--- begin Given information ---
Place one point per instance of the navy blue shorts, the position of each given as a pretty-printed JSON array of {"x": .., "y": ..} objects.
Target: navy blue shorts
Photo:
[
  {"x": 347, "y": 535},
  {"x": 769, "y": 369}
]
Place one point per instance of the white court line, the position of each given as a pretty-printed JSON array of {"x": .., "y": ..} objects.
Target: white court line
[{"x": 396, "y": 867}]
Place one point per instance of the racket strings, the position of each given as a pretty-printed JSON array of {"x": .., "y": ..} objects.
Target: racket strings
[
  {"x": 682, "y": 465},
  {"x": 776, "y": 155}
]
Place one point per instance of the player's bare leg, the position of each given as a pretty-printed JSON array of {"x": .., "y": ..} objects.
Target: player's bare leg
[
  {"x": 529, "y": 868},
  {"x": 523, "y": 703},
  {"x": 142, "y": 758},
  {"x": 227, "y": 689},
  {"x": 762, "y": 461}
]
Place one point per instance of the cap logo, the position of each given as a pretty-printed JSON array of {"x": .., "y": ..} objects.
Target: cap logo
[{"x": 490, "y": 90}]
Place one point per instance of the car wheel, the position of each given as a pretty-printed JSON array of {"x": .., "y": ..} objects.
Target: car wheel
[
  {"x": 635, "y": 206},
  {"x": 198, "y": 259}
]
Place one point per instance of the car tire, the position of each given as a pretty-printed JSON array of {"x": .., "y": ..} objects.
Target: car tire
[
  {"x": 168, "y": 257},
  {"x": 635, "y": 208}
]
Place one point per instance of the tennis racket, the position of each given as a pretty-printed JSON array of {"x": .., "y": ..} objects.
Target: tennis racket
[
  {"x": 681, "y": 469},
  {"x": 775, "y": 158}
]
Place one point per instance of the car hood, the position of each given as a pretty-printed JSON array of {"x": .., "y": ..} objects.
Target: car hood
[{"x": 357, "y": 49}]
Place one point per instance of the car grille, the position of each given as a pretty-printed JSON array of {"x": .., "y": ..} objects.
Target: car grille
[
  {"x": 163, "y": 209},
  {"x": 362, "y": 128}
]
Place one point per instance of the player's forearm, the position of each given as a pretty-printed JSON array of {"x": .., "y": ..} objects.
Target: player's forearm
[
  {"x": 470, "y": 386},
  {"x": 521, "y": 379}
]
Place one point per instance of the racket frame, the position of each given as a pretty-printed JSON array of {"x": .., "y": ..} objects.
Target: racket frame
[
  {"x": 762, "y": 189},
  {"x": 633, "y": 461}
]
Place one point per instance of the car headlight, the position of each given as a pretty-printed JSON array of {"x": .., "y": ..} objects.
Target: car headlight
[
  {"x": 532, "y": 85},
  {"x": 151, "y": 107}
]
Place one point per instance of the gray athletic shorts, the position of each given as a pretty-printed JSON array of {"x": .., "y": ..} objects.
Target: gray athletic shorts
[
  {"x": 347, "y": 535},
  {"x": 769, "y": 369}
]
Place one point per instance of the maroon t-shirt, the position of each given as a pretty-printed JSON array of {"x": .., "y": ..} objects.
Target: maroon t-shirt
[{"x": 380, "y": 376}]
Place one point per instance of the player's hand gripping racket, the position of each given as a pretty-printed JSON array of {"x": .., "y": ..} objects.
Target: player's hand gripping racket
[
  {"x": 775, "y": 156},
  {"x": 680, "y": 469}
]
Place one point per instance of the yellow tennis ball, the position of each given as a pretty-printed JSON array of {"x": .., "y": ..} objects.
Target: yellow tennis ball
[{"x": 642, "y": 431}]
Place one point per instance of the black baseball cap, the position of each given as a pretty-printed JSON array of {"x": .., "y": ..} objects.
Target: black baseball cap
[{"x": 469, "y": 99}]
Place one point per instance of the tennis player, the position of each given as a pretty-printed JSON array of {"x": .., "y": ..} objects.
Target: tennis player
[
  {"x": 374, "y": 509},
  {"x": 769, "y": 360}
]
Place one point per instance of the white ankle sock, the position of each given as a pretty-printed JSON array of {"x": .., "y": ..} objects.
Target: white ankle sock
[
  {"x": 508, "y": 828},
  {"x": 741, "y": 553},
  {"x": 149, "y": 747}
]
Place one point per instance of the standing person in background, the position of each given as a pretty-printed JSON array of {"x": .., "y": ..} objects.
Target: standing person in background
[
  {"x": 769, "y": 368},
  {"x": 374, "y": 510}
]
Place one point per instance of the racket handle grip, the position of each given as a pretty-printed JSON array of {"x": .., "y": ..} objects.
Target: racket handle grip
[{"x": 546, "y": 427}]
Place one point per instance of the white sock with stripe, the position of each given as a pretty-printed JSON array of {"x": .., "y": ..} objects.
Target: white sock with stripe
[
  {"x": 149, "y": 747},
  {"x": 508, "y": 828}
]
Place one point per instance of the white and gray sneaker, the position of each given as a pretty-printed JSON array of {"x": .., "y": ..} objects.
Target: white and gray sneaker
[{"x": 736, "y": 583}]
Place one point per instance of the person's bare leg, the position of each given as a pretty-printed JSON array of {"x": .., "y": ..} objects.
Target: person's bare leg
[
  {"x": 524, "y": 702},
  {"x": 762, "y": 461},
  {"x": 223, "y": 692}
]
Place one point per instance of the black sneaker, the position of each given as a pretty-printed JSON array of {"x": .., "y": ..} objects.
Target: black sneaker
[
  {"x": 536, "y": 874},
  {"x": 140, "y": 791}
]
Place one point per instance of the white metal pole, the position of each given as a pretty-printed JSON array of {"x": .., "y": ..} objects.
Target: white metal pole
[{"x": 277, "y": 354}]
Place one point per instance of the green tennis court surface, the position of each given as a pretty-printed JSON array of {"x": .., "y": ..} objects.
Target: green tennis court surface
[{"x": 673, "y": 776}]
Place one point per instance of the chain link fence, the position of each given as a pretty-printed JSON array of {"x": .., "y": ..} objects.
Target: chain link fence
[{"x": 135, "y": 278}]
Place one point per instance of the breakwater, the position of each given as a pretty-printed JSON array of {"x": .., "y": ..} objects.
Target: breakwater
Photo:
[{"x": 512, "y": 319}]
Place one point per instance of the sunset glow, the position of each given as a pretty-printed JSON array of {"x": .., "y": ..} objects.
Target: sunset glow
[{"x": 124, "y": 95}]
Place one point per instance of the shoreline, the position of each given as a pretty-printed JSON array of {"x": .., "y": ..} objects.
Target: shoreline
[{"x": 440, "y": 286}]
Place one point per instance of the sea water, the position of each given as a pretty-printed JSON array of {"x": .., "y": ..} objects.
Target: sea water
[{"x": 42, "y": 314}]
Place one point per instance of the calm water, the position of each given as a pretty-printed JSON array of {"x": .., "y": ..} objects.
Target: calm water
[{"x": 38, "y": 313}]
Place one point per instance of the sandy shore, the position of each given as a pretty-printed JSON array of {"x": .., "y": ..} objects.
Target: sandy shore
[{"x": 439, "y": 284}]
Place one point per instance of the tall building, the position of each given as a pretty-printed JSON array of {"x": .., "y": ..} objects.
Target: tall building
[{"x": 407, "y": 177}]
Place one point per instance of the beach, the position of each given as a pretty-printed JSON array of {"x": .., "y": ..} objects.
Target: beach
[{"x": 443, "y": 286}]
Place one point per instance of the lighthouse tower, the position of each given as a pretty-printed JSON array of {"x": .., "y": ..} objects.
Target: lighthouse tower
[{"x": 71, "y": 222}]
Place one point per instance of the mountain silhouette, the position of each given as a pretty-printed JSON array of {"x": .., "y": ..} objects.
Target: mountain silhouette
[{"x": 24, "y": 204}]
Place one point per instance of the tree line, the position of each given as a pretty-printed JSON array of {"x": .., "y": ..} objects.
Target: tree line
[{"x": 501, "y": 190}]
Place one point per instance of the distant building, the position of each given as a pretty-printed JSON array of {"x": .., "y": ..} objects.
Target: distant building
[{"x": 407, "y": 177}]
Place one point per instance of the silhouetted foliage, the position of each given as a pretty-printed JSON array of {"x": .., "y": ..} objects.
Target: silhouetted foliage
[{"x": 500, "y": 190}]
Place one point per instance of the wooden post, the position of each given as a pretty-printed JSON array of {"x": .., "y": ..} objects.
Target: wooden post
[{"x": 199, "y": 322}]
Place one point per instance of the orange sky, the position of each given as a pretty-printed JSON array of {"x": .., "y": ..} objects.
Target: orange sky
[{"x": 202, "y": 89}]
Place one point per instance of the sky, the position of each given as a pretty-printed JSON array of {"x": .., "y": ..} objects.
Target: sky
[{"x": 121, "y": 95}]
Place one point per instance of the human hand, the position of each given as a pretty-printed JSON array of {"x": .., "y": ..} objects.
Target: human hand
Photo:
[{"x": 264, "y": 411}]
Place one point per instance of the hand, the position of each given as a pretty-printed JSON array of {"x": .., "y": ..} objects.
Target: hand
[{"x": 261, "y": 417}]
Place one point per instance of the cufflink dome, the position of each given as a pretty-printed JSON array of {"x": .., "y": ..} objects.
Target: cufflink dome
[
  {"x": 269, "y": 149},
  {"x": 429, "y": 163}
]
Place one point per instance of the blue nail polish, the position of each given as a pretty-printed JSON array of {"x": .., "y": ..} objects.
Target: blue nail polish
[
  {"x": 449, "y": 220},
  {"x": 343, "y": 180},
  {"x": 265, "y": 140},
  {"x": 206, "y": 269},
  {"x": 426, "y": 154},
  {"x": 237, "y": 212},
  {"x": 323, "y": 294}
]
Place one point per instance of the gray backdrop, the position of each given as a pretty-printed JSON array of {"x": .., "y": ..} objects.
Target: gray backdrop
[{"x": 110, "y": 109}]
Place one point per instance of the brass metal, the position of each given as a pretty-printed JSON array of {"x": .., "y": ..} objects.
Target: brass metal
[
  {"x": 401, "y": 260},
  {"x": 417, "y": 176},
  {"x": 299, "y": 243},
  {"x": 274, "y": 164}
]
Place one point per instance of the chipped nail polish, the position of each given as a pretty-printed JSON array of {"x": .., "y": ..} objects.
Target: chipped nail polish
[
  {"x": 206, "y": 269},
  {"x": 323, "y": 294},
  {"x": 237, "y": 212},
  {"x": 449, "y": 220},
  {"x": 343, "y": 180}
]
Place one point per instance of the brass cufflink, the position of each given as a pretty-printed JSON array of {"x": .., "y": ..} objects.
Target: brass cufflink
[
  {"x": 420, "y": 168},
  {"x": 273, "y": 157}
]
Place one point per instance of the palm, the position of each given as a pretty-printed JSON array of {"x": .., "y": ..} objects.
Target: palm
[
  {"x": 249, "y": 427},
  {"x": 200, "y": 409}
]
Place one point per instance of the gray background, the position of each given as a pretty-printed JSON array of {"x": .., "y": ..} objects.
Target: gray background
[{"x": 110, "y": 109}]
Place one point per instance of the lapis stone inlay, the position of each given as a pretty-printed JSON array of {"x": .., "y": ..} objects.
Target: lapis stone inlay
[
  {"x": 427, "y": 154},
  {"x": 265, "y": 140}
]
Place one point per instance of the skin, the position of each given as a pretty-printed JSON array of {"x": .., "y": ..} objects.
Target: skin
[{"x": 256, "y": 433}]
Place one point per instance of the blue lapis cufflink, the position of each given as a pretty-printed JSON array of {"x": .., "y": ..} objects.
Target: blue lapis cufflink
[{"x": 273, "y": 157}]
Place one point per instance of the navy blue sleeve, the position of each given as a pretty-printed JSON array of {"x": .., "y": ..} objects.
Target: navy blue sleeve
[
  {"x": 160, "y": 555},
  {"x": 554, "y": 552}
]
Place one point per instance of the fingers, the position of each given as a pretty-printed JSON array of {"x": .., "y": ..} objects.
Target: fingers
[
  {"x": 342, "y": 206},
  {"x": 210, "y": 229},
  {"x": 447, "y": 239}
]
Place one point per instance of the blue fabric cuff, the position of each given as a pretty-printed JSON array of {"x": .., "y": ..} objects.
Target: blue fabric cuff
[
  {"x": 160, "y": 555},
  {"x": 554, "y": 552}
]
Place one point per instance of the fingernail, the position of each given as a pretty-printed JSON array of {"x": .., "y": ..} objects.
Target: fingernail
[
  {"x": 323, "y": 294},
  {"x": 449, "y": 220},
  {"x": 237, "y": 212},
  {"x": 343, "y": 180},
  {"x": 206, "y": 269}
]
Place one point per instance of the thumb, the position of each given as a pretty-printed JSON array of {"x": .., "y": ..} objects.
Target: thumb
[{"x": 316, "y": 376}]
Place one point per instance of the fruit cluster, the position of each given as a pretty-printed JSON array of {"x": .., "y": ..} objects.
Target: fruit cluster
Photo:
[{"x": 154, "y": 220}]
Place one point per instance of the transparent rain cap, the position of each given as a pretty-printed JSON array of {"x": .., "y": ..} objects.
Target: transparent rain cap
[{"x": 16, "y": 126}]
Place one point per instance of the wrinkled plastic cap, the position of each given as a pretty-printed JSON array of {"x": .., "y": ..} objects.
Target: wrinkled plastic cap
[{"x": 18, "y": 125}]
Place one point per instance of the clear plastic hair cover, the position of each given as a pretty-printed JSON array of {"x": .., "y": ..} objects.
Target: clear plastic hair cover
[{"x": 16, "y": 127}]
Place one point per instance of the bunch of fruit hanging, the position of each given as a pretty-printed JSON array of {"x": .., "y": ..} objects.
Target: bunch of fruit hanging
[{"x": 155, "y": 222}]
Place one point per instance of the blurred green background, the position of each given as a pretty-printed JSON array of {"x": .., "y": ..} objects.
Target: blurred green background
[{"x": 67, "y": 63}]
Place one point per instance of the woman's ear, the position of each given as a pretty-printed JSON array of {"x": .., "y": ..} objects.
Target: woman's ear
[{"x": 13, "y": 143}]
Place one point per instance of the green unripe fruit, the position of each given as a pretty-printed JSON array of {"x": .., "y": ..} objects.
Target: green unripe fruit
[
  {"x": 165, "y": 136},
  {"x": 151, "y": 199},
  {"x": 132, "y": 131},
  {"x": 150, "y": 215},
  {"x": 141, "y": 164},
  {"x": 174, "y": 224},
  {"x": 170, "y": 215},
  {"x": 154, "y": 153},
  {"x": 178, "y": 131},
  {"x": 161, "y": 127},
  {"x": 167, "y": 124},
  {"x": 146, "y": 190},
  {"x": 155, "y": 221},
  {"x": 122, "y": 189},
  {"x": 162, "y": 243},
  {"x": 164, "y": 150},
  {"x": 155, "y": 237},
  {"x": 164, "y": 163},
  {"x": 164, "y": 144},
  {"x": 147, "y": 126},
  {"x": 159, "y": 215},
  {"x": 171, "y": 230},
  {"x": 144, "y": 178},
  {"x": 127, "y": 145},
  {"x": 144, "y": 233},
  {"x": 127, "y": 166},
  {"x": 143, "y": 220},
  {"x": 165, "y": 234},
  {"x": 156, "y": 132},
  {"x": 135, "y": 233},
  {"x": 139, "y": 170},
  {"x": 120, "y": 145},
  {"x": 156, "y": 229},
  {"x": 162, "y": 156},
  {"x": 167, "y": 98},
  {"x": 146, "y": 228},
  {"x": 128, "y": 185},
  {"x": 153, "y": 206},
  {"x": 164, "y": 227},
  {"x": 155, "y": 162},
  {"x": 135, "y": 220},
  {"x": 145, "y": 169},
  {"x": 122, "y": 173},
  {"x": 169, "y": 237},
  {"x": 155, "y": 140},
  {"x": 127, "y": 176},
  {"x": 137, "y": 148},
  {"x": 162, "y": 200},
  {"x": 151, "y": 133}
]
--- end Given information ---
■ **Exercise directions**:
Report how many lines of the material above contain the string "building", matched case-sensitively. Give only the number.

■ **Written reply**:
4